**Required work:** Please rewrite everything from the line containing "the drawer knob." down to the final line of the rows, requests included, and rescale each coordinate in the answers by 1.2, rounding to whole numbers with halves going up. Leave the requests and their format samples unchanged, and return only those lines.
________________________
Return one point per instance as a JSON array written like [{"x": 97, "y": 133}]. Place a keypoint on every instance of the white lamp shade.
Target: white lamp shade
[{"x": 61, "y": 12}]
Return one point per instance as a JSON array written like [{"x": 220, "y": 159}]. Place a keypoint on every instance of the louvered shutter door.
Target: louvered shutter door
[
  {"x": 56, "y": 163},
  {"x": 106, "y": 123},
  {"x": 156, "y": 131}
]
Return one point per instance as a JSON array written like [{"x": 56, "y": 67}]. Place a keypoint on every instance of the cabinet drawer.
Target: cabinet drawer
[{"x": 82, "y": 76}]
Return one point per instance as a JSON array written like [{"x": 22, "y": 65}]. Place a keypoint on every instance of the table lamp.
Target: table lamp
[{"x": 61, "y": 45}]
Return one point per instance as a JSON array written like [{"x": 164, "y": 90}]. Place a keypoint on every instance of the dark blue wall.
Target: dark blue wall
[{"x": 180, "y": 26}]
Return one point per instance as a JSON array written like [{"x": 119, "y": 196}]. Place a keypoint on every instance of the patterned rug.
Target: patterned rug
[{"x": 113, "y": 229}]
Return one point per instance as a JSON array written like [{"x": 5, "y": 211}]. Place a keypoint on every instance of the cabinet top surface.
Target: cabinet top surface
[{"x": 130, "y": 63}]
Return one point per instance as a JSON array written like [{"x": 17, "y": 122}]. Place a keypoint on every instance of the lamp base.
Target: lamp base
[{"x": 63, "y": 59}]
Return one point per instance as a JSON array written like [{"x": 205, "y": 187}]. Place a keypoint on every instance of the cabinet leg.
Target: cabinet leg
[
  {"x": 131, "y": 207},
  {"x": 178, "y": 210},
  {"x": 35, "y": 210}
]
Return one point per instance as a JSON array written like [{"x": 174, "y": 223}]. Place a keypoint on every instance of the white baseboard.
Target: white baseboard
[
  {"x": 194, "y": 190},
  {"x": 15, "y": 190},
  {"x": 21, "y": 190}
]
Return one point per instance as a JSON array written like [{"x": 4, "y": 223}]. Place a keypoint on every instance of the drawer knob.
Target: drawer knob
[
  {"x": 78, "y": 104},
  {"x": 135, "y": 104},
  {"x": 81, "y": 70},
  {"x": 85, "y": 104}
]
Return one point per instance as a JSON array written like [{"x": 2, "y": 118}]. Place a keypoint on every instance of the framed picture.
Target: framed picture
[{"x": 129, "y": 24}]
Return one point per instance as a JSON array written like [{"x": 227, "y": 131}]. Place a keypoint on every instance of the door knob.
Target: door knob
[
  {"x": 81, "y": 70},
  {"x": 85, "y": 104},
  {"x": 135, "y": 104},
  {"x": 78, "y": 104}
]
________________________
**Complete answer:**
Return one point per instance as a JSON array written like [{"x": 4, "y": 223}]. Place a keypoint on every instance of the drawer knob.
Target: drawer knob
[
  {"x": 94, "y": 125},
  {"x": 162, "y": 125},
  {"x": 97, "y": 84},
  {"x": 102, "y": 125}
]
Return one point per instance as a JSON array written like [{"x": 2, "y": 118}]. Place a keypoint on every instance of the framed picture.
Target: framed picture
[{"x": 155, "y": 29}]
Return one point per instance as a JSON array written like [{"x": 227, "y": 131}]. Place a keypoint on every instance of the door knob.
Target: door knob
[
  {"x": 97, "y": 84},
  {"x": 102, "y": 125},
  {"x": 162, "y": 125},
  {"x": 94, "y": 125}
]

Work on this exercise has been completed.